> **DIRECTIONS**: Starting with the first line of the entries and going on through the line with "Trace every instance", convert each line into one string of a JSON list, leaving out blank lines.

> **MATERIAL TO PROCESS**:
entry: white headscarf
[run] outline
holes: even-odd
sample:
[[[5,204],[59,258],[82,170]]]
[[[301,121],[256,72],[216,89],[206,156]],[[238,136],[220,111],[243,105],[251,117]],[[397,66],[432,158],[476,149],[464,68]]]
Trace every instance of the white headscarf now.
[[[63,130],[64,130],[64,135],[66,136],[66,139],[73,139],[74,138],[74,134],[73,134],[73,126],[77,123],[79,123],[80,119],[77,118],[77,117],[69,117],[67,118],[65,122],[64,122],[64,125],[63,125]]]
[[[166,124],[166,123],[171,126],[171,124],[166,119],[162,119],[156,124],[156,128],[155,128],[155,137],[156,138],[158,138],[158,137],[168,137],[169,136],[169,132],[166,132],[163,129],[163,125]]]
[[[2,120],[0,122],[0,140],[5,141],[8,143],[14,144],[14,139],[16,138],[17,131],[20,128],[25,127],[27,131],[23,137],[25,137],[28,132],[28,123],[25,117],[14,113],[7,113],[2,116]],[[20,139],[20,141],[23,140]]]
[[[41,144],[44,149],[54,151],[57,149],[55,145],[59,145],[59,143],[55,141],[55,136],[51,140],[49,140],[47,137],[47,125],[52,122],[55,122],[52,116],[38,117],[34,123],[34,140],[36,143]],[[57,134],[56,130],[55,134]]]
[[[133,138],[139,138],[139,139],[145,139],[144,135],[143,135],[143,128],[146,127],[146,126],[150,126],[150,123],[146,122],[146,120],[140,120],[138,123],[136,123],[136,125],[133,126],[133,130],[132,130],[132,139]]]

> **EXERCISE ANSWER**:
[
  "entry: white headscarf",
  "[run] outline",
  "holes: even-odd",
  "sample:",
  "[[[5,204],[59,258],[82,170]]]",
  "[[[301,121],[256,72],[216,89],[206,156]],[[238,136],[220,111],[243,105],[251,117]],[[397,66],[432,158],[476,149],[464,68]]]",
  "Trace every instance of the white headscarf now."
]